Sunday, May 13, 2007

Dragon and Phoenix, by Joanne Bertin [1]


A Very Disappointing Sequel after an Entertaining Debut

A Review, spoilers galore.

Unfortunately for me, Bertin’s DRAGON AND PHOENIX accentuates all the things I disliked about THE LAST DRAGONLORD while diminishing aspects of THE LAST DRAGONLORD I enjoyed thoroughly. I consider THE LAST DRAGONLORD an endearing, an enjoyable reading experience, even for guys. However, I found DRAGON AND PHOENIX a jarring, if not offensive, read. Male characterizations don’t get much worse than the ones we find in DRAGON AND PHOENIX.

Gone is the romantic characterization of Maurynna Kyrissaean, a girl who dares to dream of loving her lifelong hero in THE LAST DRAGONLORD. However, we can hardly fault Bertin for this since Maurynna lands her hero by the end of THE LAST DRAGONLORD. Gone are the well-crafted humorous and romantic scenes from THE LAST DRAGONLORD, it’s down to business in DRAGON AND PHOENIX. Gone is the lighthearted, pleasant tone of the LAST DRAGONLORD. And I wouldn’t describe the conspiratorial events in an oriental Jehanglan as politically intriguing. They were drab, inelegant and lumbering, the characters therein entirely uninteresting. Not that THE LAST DRAGONLORD’s “political intrigue” in Casna was a masterpiece by any stretch of the imagination, but its political backdrop was certainly a few levels above this novel’s.
====
* Directions:
**1)** In one to three sentences, explain why the review says Bertin can hardly be faulted for dropping the romantic characterization of Maurynna Kyrissaean.
**2)** Transcribe everything in the review from "Unfortunately for me, Bertin’s" down to "find in DRAGON AND PHOENIX.".
The data that follows was taken from a different source than the review.

Point-based annotation data:
====
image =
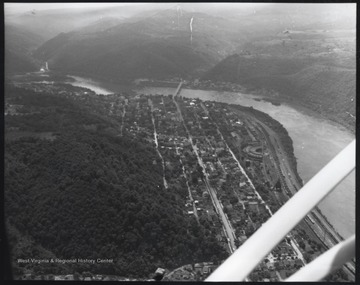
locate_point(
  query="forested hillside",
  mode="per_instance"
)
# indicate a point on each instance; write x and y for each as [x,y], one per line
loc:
[314,68]
[81,193]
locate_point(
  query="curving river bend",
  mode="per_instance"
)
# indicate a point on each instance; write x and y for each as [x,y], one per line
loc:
[316,142]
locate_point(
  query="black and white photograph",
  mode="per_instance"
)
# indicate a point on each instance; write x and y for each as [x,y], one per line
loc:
[179,141]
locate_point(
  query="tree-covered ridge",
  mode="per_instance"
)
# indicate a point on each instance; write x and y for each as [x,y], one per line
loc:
[91,194]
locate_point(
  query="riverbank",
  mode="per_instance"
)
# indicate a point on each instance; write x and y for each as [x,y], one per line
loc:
[273,96]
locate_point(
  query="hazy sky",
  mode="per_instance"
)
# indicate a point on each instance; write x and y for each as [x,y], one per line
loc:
[14,8]
[24,7]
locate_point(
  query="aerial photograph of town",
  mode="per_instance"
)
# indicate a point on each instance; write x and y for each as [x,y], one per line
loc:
[178,141]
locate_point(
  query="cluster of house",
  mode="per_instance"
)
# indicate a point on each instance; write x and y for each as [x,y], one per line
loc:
[191,272]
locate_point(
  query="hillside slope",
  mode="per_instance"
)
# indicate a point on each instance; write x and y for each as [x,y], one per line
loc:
[19,44]
[152,46]
[313,68]
[84,192]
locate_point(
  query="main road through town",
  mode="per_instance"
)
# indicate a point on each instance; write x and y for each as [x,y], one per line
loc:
[218,207]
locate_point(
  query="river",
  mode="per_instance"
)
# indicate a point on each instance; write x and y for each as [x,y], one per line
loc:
[316,142]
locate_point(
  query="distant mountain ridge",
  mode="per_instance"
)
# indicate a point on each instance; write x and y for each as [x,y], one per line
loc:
[152,47]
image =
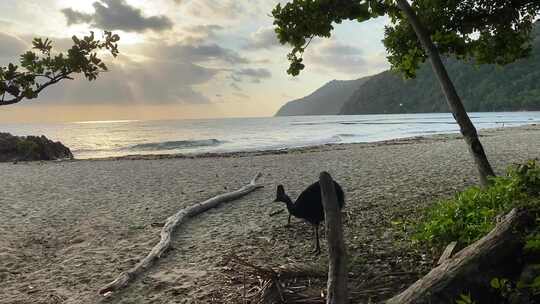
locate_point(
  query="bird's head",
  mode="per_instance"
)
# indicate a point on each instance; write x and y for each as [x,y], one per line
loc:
[280,194]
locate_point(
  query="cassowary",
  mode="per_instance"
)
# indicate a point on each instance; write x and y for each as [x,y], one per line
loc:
[309,206]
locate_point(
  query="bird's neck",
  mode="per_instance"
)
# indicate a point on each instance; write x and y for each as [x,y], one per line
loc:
[290,204]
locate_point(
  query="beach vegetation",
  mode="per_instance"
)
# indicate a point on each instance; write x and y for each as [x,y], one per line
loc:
[42,67]
[487,32]
[471,214]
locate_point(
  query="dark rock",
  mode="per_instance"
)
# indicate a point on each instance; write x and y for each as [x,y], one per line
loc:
[27,148]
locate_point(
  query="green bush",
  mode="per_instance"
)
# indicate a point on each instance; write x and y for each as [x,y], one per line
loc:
[472,213]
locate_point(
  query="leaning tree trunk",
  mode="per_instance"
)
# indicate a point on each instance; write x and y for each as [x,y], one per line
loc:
[452,98]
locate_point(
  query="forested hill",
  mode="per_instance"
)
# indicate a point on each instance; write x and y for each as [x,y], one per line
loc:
[327,100]
[482,88]
[513,87]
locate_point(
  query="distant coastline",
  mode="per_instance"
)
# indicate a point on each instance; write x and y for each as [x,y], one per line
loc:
[310,149]
[225,136]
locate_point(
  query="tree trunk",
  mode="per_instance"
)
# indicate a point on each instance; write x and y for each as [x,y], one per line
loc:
[471,270]
[337,258]
[452,98]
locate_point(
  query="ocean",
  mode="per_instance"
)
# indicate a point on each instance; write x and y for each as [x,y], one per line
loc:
[94,139]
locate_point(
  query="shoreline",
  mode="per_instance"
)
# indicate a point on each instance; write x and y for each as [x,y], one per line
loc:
[303,149]
[69,227]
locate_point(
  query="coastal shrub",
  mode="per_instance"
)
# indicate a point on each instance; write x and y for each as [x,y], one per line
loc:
[472,213]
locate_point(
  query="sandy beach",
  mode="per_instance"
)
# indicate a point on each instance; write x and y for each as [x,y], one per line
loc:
[68,228]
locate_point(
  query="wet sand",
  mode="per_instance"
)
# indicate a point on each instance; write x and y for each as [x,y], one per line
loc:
[67,228]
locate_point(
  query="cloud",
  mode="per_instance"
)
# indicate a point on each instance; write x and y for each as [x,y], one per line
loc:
[198,53]
[127,82]
[254,75]
[11,46]
[118,15]
[263,38]
[336,56]
[215,8]
[200,33]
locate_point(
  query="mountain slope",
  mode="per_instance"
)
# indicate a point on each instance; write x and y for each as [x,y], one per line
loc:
[327,100]
[513,87]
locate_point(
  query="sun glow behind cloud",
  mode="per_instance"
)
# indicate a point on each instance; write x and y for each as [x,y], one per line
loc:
[216,59]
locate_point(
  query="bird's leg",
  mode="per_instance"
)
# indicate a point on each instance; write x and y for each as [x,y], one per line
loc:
[289,221]
[317,250]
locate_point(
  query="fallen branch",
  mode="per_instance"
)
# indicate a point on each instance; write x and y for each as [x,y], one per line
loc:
[170,224]
[273,284]
[338,292]
[477,264]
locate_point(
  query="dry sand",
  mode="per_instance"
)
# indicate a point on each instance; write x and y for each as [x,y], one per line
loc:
[67,228]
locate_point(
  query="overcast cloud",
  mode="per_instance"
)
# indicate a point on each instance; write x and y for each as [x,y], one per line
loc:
[118,15]
[196,52]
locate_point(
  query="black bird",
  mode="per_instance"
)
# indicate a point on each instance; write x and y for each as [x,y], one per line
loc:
[309,206]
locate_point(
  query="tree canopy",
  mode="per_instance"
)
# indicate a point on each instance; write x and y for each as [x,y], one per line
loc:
[487,31]
[43,67]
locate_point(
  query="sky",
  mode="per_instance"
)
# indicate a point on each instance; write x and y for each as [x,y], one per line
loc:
[180,59]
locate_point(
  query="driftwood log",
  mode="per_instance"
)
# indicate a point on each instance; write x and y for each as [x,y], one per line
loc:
[474,266]
[172,222]
[337,262]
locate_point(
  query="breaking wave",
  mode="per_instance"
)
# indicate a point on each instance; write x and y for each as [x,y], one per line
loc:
[177,144]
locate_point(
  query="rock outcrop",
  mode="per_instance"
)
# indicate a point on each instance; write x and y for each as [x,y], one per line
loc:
[27,148]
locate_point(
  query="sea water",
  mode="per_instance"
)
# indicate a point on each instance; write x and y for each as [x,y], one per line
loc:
[93,139]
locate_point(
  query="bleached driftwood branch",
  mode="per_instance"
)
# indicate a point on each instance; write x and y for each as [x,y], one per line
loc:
====
* Results:
**1)** Maurynna already wins her hero by the end of THE LAST DRAGONLORD, so the romantic longing that defined her there no longer has a place in the sequel.

**2)**
Unfortunately for me, Bertin’s DRAGON AND PHOENIX accentuates all the things I disliked about THE LAST DRAGONLORD while diminishing aspects of THE LAST DRAGONLORD I enjoyed thoroughly. I consider THE LAST DRAGONLORD an endearing, an enjoyable reading experience, even for guys. However, I found DRAGON AND PHOENIX a jarring, if not offensive, read. Male characterizations don’t get much worse than the ones we find in DRAGON AND PHOENIX.